Scientists will start recruiting patients next year for clinical trials of the vaccine, which has the potential to prevent thousands of deaths in British hospitals each year.
The vaccine, given to healthy patients last year to check its safety, works by using a small quantity of formaldehyde to neutralise toxins emitted by the bacteria. In laboratory trials and tests on at least three patients with chronic C. difficile infections, it rendered these toxins harmless, helping the immune system to fight off illness naturally.
A jab against C. difficilecould be provided to at-risk groups within eight years, the researchers suggest.
C. difficile is the most common form of hospital-acquired infection and diarrhoea in the Western world. It contributed to the deaths of nearly 4,000 people last year.
Cases of the superbug, which is harder to control than MRSA, increased by 8 per cent last year compared with 2005.
Acambis, the company developing the vaccine, said that it was negotiating with the Department of Health and the Health Protection Agency on whether British patients could take part in the next stage of the trials.
The company, based in Cambridge, East Anglia, and Cambridge, Massachusetts, said that it had identified a number of vaccine formulations and planned to begin the second phase of trials towards the end of next year.
The bacterium occurs naturally in the intestines of 3 per cent of healthy adults and two thirds of infants, where it rarely causes problems. However, it can cause illness – from mild to severe diarrhoea, or in some cases severe inflammation of the bowel – when its growth is unchecked.
Treatment with antibiotics can disturb the balance of “normal” bacteria in the gut, allowing C. difficile to thrive.
Michael Watson, the executive vice-president for research and development at Acambis, said: “Formaldehyde may be best known as the pickling ingredient for Damien Hirst’s shark, but it’s also a key ingredient in vaccines against diphtheria, tetanus and whooping cough.
“In a typical C. difficile infection the toxins break apart and irritate the lining of the bowel. Our vaccine is designed to prevent this and render the toxins harmless, so they can be destroyed by the immune system.”
Most people can recover from an infection naturally but patients whose immune reaction is weakened by age or illness have trouble fighting off the bug. Infections can be treated with antibiotics but an estimated 20-30 per cent of patients suffer a relapse.
The vaccine could provide a longer-term solution to the problem, and counter the emergence of drug-resist-ant strains, Dr Watson said. “We estimate that between 2010 and 2015, patients could start seeing the benefits,” he added. The NHS is also using technology invented to protect Britain against biological weapons to fight superbugs. Air disinfection units, which kill up to 98.5 per cent of germs in the air, including drug-resistant strains of C. difficile, E. coli and MRSA, have been approved for use in hospitals after tests at Porton Down, the Government’s bio-warfare research centre in Wiltshire.
Maidstone and Tunbridge Wells hospitals trust in Kent, where at least 90 patients died as a result of C. difficile infections, will be the first to use the technology.

**Data block**.

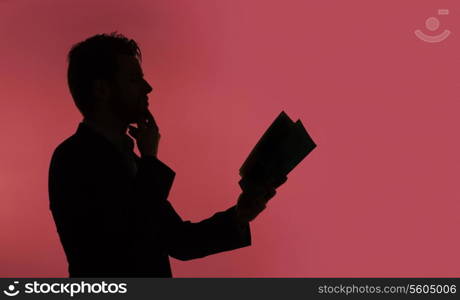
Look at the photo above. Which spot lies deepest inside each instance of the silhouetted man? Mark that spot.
(110, 206)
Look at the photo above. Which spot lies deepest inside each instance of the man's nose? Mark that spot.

**Exercise**.
Rewrite everything from "A jab against" down to "of next year." in the article on the C. difficile vaccine, putting "holding talks" in place of "negotiating".

**Task response**.
A jab against C. difficilecould be provided to at-risk groups within eight years, the researchers suggest.
C. difficile is the most common form of hospital-acquired infection and diarrhoea in the Western world. It contributed to the deaths of nearly 4,000 people last year.
Cases of the superbug, which is harder to control than MRSA, increased by 8 per cent last year compared with 2005.
Acambis, the company developing the vaccine, said that it was holding talks with the Department of Health and the Health Protection Agency on whether British patients could take part in the next stage of the trials.
The company, based in Cambridge, East Anglia, and Cambridge, Massachusetts, said that it had identified a number of vaccine formulations and planned to begin the second phase of trials towards the end of next year.